RECORD LIST:
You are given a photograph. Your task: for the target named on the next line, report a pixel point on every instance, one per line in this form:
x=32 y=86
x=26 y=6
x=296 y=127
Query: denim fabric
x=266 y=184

STATED TASK: Express the rows above as a JSON list of strings, one string per line, and leave out any blank lines.

TASK RESPONSE:
[
  "You are given a photograph. Your task: for the target named on the next line, report a pixel point on every instance, one per line in this form:",
  "x=32 y=86",
  "x=26 y=6",
  "x=296 y=127",
  "Query: denim fabric",
  "x=266 y=184"
]